INFORMATION SUPPLIED:
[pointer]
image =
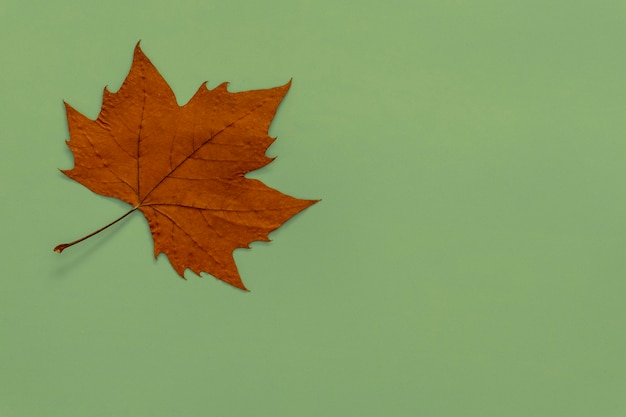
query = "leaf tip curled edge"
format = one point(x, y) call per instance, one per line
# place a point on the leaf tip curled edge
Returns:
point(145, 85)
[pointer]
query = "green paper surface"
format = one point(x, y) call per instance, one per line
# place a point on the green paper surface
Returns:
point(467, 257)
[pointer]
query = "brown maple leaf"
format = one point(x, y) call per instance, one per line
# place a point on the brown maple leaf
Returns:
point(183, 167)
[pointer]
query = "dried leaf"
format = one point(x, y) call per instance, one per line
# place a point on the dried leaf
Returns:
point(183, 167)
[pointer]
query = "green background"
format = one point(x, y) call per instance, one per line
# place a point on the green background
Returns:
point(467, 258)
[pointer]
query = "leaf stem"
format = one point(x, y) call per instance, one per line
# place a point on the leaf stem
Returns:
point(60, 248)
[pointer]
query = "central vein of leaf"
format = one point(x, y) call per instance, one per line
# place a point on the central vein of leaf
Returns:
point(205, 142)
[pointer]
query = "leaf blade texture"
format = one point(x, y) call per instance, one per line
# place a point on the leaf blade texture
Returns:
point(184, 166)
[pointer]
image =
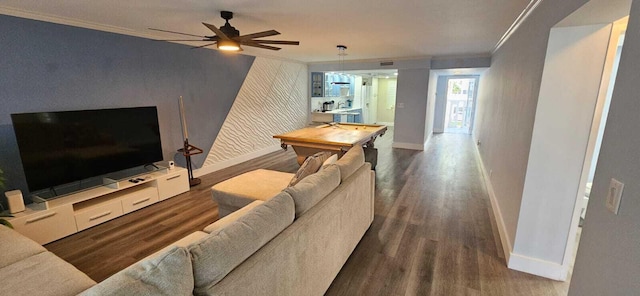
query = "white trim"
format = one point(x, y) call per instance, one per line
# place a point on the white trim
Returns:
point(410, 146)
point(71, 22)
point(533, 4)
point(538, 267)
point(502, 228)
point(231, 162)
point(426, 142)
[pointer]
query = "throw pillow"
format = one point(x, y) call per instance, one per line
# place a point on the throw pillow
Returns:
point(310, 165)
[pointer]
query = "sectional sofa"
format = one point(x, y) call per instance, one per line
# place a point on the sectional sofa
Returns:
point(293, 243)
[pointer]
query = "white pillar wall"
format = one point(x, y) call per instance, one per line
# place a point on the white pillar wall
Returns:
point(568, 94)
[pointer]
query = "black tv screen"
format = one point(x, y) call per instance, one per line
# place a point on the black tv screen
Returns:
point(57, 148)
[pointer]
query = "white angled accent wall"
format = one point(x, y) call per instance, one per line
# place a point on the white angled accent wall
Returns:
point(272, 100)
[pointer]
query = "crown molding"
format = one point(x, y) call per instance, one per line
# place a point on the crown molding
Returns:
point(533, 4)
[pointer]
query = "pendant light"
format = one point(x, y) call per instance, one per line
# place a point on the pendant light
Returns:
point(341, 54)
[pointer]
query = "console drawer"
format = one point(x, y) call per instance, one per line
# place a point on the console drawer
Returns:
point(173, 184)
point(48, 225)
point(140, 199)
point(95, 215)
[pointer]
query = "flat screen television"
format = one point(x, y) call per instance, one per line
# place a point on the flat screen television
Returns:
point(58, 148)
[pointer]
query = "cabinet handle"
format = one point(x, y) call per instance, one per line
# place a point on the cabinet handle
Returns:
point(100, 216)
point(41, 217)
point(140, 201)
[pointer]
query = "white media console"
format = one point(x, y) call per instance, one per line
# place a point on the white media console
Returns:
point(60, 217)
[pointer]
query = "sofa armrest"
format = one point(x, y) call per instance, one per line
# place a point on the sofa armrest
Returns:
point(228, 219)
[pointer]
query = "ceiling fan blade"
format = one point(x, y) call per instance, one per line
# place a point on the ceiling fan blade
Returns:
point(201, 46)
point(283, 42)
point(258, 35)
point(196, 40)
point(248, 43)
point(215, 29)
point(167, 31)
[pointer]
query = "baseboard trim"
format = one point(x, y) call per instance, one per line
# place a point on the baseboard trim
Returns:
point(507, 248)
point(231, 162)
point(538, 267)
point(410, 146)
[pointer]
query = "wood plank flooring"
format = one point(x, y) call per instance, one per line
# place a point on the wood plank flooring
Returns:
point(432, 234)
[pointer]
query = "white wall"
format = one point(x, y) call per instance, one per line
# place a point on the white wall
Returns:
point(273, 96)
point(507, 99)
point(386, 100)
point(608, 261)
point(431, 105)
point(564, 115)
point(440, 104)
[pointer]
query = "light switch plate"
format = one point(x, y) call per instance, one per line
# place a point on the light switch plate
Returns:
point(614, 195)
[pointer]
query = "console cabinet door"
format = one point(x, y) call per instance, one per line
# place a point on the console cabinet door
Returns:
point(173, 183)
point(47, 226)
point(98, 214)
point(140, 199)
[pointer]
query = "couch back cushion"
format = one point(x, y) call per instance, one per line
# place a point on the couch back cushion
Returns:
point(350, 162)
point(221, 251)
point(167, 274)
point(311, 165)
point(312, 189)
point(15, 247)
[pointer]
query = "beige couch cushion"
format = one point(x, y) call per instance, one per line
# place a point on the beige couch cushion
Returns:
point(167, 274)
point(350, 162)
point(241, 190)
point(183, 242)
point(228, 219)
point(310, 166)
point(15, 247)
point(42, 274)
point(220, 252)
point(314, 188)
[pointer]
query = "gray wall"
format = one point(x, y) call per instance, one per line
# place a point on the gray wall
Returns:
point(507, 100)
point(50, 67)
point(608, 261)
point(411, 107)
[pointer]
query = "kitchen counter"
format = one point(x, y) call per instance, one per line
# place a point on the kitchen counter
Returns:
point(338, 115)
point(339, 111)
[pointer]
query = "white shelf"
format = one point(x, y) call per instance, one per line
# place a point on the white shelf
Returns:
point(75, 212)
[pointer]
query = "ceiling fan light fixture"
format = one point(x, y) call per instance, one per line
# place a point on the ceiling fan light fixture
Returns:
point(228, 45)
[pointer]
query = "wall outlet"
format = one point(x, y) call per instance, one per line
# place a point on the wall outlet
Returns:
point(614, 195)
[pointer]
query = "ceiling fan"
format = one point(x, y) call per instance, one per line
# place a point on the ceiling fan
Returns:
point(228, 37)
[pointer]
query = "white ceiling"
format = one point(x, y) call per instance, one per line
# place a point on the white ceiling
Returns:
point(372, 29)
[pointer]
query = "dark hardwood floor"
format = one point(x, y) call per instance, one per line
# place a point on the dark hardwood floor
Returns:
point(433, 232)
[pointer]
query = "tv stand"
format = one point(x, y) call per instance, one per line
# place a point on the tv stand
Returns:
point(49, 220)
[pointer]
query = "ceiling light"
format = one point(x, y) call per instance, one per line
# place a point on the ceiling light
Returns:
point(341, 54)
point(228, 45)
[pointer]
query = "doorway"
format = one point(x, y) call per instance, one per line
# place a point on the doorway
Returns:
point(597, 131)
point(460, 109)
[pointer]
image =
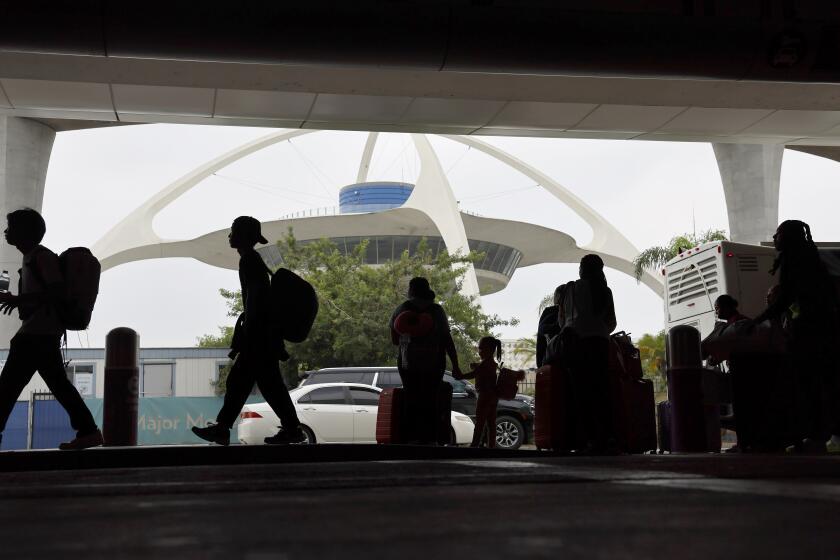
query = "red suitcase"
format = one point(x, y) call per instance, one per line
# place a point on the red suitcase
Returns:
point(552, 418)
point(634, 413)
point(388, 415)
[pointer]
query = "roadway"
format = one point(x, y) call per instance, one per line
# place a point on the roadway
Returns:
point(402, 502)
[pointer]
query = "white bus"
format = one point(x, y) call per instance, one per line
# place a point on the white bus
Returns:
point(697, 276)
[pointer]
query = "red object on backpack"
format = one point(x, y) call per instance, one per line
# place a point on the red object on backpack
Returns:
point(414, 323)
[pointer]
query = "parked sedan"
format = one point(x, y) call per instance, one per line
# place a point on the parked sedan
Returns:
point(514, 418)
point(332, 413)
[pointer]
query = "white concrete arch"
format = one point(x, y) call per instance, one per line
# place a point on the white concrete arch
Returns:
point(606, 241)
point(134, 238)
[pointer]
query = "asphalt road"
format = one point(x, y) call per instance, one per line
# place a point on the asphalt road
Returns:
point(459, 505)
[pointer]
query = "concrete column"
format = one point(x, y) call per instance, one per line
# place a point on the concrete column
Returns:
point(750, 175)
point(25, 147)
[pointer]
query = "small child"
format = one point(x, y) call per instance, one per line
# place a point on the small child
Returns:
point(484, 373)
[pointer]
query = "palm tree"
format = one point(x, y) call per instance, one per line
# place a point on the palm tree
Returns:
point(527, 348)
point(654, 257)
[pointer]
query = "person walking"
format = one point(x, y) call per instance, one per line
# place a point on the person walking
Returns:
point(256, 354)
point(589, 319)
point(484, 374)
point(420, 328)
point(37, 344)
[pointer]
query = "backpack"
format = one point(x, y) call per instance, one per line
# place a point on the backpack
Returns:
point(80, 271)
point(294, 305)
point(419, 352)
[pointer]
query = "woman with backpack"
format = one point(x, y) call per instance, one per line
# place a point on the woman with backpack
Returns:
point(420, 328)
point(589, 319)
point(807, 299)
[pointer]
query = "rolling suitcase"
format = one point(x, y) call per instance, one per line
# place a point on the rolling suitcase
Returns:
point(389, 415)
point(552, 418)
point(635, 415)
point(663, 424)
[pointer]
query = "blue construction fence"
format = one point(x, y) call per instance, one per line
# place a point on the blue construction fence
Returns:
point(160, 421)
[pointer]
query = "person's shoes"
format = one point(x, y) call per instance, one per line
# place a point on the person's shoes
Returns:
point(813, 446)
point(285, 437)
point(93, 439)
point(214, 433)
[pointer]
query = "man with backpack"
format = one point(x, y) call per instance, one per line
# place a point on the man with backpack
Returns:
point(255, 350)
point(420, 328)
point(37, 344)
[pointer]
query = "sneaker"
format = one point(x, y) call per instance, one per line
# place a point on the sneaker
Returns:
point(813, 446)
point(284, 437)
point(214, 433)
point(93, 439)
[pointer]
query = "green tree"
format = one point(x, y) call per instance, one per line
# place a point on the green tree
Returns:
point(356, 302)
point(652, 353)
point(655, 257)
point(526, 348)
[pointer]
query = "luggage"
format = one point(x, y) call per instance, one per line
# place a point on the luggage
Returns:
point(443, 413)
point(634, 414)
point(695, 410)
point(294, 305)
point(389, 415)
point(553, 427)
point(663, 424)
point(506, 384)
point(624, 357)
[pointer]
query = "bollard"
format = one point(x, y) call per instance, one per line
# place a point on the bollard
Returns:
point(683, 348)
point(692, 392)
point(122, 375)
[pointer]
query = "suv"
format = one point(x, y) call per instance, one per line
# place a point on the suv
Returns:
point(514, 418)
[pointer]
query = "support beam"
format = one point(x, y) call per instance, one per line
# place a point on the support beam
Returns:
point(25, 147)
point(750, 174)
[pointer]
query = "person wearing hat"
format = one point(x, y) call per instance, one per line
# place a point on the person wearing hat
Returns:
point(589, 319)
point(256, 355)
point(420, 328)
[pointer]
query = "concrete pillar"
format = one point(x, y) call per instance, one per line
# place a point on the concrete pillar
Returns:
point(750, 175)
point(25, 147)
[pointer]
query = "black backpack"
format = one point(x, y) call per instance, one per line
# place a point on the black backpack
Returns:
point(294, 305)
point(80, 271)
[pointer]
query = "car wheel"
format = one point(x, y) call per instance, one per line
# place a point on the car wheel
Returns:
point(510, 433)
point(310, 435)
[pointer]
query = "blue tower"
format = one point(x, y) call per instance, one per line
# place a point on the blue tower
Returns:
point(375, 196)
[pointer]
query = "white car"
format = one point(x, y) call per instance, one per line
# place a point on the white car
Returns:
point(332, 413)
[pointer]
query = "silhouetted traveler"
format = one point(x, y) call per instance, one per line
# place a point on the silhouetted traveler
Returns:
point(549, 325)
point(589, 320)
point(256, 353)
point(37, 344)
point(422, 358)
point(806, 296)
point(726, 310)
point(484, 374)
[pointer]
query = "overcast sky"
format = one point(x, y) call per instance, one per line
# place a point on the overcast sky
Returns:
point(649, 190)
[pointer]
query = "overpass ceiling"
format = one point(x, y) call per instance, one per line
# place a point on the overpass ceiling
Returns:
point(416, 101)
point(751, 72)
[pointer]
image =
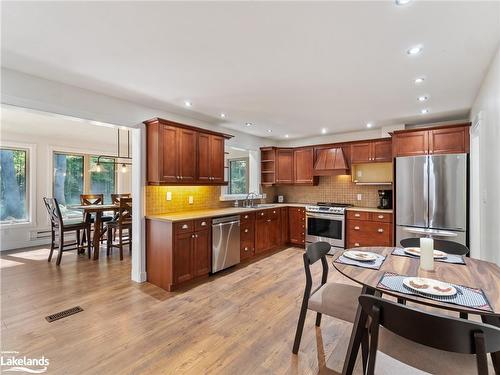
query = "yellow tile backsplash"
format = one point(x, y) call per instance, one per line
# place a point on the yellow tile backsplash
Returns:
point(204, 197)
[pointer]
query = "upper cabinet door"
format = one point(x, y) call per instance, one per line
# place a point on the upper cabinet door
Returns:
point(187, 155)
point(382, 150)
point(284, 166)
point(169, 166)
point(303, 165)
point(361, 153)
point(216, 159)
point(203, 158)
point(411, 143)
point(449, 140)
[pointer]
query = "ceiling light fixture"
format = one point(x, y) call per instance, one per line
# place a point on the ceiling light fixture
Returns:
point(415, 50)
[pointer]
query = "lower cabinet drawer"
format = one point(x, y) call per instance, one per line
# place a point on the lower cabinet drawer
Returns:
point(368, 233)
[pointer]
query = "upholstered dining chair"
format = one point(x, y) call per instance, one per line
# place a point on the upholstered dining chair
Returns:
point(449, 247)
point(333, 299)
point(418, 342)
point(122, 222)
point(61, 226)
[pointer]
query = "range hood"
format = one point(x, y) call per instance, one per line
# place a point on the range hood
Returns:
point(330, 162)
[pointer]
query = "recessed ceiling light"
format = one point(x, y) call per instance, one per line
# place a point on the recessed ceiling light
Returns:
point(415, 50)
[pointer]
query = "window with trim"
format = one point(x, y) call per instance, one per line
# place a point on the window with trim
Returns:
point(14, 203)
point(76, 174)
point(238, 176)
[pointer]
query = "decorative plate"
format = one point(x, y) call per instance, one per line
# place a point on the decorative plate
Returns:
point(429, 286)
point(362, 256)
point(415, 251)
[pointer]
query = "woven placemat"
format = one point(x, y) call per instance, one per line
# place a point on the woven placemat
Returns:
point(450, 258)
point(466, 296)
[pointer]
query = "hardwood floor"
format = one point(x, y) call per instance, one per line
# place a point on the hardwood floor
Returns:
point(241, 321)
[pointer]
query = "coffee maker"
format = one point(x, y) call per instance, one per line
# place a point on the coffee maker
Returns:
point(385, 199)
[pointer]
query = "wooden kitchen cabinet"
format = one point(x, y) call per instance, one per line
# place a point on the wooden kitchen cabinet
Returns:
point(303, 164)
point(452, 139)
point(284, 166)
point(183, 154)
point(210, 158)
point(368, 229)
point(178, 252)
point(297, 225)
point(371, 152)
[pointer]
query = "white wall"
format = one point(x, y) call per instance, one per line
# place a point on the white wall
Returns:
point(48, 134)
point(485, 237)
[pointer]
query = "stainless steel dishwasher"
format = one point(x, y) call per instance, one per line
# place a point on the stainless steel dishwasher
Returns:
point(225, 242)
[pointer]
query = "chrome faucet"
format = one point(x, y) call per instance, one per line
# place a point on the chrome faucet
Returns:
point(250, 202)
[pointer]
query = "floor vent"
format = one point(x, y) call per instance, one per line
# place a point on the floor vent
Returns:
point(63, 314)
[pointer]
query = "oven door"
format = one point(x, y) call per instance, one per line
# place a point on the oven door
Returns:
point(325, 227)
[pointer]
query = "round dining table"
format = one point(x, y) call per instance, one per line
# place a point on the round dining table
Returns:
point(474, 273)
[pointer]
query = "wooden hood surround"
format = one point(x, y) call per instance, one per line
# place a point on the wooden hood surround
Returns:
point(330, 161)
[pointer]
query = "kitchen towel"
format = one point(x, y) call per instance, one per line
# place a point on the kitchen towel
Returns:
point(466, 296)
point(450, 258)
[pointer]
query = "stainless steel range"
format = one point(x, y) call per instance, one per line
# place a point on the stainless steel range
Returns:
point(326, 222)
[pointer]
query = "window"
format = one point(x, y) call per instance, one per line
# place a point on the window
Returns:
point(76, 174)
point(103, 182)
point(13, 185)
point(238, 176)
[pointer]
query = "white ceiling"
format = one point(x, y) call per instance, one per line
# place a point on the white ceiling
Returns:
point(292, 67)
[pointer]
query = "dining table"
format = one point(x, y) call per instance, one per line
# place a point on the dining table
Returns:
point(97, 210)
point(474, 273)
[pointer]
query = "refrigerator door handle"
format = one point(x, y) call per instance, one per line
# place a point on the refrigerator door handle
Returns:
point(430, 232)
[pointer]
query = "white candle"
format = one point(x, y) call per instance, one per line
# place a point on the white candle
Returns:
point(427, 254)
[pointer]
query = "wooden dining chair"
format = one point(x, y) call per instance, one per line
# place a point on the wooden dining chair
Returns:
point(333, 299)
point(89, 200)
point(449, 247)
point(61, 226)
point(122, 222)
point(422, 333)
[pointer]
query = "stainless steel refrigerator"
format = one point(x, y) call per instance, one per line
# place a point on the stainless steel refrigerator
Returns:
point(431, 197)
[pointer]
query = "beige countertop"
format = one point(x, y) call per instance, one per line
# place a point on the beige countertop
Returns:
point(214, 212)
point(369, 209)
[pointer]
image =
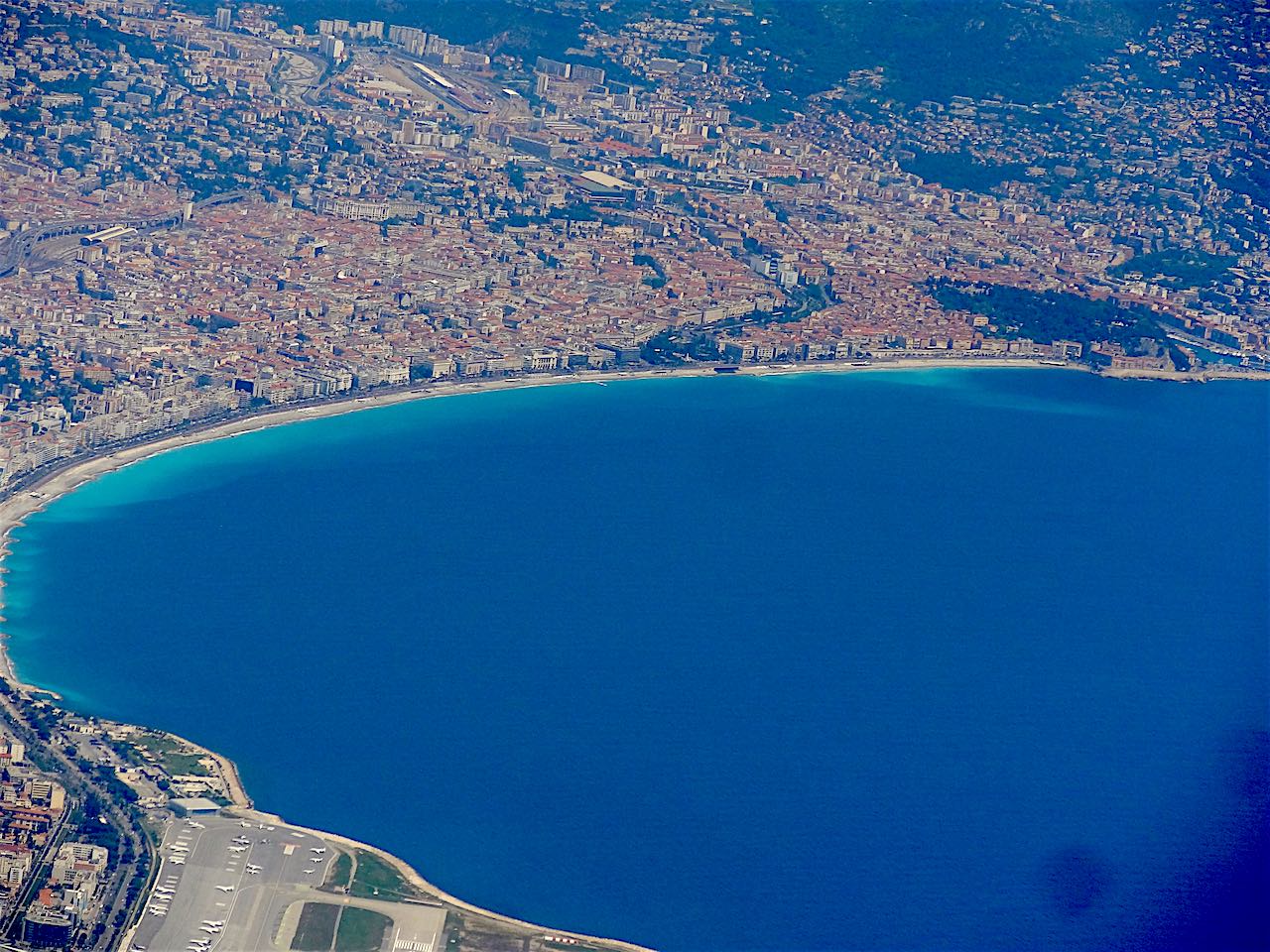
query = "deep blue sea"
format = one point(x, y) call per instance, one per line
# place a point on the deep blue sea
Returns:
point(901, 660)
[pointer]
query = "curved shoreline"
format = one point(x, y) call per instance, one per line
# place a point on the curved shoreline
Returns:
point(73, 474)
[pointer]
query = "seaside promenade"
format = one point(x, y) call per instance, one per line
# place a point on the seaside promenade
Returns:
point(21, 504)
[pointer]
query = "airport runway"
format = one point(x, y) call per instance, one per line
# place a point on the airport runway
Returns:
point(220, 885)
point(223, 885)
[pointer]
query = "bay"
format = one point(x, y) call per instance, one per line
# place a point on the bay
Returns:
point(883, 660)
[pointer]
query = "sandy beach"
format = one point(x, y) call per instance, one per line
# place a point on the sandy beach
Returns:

WORK TASK:
Show every line above in which the word "kitchen" is found.

TASK OUTPUT:
query = "kitchen counter"
# place a point on the kitchen counter
query = "wooden kitchen cabinet"
# place a point on the wooden kitchen cabinet
query = "kitchen towel"
# place a point on the kitchen towel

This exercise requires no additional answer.